Data extract
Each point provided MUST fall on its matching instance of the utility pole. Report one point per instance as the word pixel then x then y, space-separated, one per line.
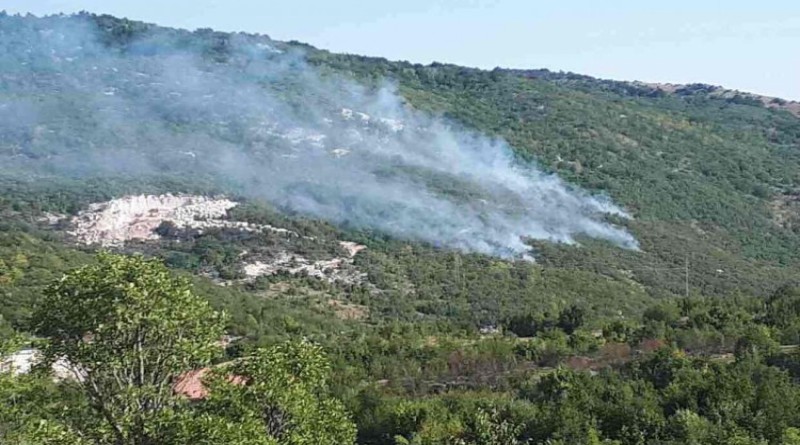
pixel 686 276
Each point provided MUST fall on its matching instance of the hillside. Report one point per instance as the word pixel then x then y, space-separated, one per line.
pixel 433 227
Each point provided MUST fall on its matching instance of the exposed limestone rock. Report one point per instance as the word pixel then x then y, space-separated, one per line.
pixel 112 223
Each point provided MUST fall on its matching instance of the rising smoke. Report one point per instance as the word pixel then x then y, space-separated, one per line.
pixel 245 111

Work instructions
Reproduce all of the data above, requests included, offsetting each pixel coordinate in the answers by adding 140 to it. Omit the pictures from your reproduction.

Answer to the problem
Each point provided MUST fall on its matching instance of the utility pole. Report one point per instance as the word pixel then x then y, space-separated, one per line.
pixel 826 416
Each point provided MUST fall on its matching instance of the hillside. Report one point per instance as the word pixel then x then y, space-separated, one per line.
pixel 573 367
Each point provided MUST fall on its matching instance of the exposed limestone rock. Report one point per instance as the word pixel then x then y, space-separated, one per line.
pixel 252 363
Each point provided MUST fall on its matching instance of the rising smoke. Report one point per instance as the word pixel then x then y, space-separated, one per line.
pixel 385 251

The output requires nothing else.